___ Exercise text
Angela Calkins
Line Chef, Metz &Associates
The J.M. Smucker Co.
Orrville, Ohio
Hometown: New Philadelphia, Ohio
Education: Graduated from the Pennsylvania Culinary Institute, Pittsburgh
Married to Jason, a teacher
Angela Calkins, line chef at The J.M. Smucker Co. in Orrville, Ohio, started walking in Relay for Life walks with her mom’s company in 2005. But when her brother-in-law was diagnosed with a brain tumor in 2007, the walks took on much more significance, so Calkins and her sister decided to start their own team. More than $30,000 later, her team continues to fight cancer one step at a time.
“My mom works for a pretty big company, so we’d always participate in the Relay For Life walks, but we never had our own team. It wasn’t until my brother-in-law got diagnosed with brain cancer three years ago that we really got involved. He had a tumor in the left side of his brain, but they were able to remove it. He had a year of chemo and radiation and he’s doing really well now. So we’d always gone and walked, but it was just kind of like we were just there—you really don’t realize how many people are affected by cancer and need help until you really get into it and have your own team. After he was diagnosed, we decided to form a team.
In Ohio, you can pretty much find a Relay For Life walk every weekend through the month of June in different counties. At our county chapter, you can have a corporate team or a family team. You go to a meeting at the beginning of the year and you set a team goal. But then it’s up to you as a team to decide how you want to raise your money. You kind of have to go it alone and be dedicated. It’s a lot of work, a lot of weekends and a lot of nights.
______
# What you should do:
Transcribe the Angela Calkins profile from "In Ohio, you" to "lot of nights.".
___ Extracted entries
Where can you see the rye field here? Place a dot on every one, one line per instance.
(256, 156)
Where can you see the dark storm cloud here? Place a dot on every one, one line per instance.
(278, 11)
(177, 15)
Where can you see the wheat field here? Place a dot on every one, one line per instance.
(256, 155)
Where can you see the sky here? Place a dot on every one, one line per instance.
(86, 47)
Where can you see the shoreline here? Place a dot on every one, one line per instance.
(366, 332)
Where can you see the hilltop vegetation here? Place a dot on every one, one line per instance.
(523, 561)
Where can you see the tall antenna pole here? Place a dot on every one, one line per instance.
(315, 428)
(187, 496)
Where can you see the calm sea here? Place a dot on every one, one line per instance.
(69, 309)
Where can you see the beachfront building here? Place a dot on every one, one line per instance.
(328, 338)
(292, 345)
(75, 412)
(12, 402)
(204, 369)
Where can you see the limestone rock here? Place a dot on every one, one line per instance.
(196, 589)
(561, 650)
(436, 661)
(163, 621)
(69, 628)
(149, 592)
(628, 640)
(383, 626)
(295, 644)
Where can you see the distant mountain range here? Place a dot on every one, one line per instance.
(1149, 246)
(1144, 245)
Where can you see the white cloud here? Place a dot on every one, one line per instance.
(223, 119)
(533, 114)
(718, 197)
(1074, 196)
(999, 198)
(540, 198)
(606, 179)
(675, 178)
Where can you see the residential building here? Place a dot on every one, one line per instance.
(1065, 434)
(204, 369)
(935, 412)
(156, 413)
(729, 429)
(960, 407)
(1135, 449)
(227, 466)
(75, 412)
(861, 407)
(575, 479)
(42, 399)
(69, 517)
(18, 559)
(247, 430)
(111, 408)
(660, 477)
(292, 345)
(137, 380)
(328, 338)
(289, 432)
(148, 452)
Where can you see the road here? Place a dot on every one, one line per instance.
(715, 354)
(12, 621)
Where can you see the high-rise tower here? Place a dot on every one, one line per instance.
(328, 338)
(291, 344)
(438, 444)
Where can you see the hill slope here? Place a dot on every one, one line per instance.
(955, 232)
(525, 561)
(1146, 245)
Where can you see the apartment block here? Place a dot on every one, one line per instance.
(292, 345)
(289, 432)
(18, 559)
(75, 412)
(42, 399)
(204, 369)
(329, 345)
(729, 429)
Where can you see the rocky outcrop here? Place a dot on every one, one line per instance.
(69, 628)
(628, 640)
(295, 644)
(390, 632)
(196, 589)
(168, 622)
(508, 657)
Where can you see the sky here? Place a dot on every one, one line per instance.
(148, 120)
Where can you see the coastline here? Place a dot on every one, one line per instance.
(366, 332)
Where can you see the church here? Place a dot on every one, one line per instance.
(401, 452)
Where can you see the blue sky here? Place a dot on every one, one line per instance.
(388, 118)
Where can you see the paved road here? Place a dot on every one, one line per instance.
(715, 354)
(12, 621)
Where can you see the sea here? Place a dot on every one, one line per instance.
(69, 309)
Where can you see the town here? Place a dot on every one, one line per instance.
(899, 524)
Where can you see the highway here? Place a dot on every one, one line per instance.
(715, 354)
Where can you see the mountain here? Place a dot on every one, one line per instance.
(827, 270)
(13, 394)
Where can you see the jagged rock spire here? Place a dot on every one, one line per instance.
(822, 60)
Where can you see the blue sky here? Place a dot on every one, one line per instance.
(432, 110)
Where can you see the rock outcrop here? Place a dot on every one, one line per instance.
______
# Output below:
In Ohio, you can pretty much find a Relay For Life walk every weekend through the month of June in different counties. At our county chapter, you can have a corporate team or a family team. You go to a meeting at the beginning of the year and you set a team goal. But then it’s up to you as a team to decide how you want to raise your money. You kind of have to go it alone and be dedicated. It’s a lot of work, a lot of weekends and a lot of nights.